→ **WHAT TO PRODUCE**: Write out the records below once more, exactly and completely.

→ **RECORD EXCERPTS**:
++++++++++++++++++++
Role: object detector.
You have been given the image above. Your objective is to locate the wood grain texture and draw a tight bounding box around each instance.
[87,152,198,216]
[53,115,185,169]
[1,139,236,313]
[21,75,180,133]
++++++++++++++++++++
→ **TASK RESPONSE**:
Role: object detector.
You have been given the image above. Your objective is to locate the wood grain texture and draw a tight bounding box around each instance.
[87,152,198,216]
[53,115,185,169]
[1,139,236,313]
[21,75,180,133]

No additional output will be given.